(Aim of the exercise): Only a slice of the listing below is wanted. Retype the lines from the one containing "compact like (187,185)." through the one containing "compact like (394,63).", exactly, both ends included.

────

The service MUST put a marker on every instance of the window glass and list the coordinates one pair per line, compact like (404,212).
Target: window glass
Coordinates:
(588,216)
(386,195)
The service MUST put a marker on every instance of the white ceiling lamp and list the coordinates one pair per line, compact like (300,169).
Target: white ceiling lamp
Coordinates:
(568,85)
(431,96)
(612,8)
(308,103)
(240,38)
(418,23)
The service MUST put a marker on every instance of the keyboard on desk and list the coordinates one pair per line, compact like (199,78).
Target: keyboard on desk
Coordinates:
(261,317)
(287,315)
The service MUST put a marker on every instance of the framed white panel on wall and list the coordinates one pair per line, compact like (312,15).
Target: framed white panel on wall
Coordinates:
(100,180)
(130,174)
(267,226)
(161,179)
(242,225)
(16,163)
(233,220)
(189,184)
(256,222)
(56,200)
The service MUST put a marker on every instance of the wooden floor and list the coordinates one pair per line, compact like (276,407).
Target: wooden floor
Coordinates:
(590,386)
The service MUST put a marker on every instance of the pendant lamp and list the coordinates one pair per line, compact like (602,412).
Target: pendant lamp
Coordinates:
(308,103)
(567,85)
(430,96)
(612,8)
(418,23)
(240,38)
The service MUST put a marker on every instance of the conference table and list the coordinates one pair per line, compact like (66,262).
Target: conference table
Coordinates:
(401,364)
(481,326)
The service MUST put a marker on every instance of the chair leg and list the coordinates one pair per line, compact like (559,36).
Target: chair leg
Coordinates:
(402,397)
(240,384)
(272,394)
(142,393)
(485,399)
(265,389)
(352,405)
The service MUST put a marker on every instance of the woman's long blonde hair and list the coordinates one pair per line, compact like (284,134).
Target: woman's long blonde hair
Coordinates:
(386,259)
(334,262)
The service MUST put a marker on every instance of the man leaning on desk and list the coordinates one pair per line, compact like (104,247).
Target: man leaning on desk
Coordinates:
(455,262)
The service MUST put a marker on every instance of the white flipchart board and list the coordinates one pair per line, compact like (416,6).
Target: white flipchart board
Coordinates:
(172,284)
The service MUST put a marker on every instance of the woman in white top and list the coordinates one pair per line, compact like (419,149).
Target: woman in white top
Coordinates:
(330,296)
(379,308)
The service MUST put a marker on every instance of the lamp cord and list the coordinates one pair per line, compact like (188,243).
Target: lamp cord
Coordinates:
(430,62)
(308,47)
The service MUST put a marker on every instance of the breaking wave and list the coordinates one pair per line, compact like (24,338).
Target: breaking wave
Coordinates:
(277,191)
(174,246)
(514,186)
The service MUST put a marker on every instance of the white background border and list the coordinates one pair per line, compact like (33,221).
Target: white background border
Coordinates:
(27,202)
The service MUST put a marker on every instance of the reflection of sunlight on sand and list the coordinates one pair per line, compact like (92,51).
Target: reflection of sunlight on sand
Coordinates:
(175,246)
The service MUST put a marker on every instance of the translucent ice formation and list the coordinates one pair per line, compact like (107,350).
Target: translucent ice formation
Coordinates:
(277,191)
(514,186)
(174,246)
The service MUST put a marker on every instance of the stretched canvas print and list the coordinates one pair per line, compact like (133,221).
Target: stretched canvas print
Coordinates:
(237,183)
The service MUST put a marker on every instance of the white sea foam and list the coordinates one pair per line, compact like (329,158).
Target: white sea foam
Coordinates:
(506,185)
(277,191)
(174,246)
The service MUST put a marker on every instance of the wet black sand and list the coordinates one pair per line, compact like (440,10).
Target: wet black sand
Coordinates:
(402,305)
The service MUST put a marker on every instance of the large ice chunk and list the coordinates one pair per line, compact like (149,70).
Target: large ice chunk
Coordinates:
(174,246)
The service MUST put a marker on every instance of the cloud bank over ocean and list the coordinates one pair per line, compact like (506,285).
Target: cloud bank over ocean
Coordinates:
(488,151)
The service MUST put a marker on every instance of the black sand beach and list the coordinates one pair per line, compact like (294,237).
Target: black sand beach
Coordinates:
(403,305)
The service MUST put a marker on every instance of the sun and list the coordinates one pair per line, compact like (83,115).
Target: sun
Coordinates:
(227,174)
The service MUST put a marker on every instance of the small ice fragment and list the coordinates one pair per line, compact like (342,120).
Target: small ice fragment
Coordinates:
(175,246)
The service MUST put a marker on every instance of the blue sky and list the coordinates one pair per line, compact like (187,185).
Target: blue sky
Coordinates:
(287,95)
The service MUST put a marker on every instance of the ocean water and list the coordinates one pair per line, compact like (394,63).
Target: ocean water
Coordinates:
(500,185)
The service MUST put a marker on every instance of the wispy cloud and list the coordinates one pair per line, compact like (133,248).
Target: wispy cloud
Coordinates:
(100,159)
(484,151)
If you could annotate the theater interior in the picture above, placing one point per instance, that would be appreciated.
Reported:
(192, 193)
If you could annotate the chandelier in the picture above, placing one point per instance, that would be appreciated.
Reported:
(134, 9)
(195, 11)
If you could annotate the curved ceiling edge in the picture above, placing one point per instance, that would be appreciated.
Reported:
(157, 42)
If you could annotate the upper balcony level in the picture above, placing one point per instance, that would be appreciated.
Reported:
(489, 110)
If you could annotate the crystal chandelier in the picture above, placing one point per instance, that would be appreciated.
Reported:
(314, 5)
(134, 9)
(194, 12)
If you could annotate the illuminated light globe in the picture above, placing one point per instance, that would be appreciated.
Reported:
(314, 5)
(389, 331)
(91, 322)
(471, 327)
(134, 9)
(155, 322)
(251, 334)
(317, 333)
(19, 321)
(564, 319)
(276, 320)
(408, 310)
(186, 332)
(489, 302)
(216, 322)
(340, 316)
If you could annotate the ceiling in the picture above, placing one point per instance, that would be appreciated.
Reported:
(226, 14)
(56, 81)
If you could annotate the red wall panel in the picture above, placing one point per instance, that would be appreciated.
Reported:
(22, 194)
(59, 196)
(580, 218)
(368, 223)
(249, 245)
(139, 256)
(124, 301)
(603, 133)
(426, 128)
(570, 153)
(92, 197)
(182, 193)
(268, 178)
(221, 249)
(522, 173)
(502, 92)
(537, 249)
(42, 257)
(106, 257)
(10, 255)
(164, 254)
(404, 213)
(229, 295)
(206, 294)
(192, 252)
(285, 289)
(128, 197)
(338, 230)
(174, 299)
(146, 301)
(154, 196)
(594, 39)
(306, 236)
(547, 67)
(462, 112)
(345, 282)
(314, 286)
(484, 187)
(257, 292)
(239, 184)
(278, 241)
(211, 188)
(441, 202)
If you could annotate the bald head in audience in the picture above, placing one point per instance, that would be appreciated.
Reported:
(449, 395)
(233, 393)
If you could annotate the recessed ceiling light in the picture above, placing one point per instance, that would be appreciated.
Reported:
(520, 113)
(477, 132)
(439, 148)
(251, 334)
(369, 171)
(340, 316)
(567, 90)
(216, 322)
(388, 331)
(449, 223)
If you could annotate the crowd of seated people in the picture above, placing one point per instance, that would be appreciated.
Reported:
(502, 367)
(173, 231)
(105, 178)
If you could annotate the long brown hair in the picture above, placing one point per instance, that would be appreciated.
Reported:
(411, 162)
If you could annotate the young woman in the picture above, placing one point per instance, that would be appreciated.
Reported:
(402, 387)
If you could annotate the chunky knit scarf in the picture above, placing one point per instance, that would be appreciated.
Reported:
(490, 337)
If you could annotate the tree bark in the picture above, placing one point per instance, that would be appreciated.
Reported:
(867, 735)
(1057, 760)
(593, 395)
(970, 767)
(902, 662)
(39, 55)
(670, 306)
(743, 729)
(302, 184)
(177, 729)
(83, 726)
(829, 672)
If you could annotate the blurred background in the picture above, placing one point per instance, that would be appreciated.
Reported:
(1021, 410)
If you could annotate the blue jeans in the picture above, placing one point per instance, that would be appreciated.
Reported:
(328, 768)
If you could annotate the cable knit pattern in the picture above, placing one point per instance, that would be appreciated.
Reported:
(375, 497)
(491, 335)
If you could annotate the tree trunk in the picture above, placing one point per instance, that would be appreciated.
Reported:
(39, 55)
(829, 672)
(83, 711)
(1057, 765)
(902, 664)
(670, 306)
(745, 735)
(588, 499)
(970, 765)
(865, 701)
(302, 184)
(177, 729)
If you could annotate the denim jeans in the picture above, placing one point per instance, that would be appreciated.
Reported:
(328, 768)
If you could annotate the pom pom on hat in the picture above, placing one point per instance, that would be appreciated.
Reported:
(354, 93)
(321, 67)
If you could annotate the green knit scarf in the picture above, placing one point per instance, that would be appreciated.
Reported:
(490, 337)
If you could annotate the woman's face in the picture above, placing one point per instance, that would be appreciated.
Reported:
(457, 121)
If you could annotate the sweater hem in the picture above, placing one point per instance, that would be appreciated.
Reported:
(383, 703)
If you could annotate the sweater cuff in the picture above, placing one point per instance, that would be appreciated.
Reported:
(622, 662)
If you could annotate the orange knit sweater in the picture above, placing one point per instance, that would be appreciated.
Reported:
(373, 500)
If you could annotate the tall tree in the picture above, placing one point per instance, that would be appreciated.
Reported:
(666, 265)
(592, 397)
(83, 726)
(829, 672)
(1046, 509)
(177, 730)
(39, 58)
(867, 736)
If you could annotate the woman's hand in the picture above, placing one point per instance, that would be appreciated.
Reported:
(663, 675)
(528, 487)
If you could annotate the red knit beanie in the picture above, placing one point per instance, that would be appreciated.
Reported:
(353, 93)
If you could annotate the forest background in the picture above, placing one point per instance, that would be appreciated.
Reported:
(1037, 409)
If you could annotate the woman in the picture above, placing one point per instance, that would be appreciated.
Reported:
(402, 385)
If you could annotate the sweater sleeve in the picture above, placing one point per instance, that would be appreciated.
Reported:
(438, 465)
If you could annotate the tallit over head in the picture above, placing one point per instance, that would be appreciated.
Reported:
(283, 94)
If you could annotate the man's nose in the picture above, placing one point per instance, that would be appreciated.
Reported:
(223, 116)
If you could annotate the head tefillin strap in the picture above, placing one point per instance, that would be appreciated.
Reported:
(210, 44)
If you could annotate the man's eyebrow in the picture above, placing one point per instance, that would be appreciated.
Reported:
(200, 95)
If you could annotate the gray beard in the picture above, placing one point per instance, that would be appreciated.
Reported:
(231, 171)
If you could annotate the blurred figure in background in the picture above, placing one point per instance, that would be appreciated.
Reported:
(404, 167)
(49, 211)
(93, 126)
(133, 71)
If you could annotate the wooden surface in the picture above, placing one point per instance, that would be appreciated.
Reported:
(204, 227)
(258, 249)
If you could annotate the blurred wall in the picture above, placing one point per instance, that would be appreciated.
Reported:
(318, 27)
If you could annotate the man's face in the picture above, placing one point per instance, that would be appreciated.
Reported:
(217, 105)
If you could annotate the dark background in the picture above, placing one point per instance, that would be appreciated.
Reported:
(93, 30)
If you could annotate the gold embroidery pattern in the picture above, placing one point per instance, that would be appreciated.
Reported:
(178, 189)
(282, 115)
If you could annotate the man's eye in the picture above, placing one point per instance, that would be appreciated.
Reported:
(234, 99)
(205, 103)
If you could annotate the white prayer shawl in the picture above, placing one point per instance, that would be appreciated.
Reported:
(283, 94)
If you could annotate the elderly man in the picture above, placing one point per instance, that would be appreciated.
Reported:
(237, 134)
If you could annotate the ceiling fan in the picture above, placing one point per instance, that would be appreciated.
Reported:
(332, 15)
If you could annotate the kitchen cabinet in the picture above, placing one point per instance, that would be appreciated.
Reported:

────

(Your solution):
The service MUST put a marker on every instance of the blue sky and list the coordinates one pair per line, compact like (187,185).
Target: blue sky
Coordinates:
(287,95)
The service MUST put a marker on every instance of the ocean water and list the coordinates one pair per line, compact like (394,63).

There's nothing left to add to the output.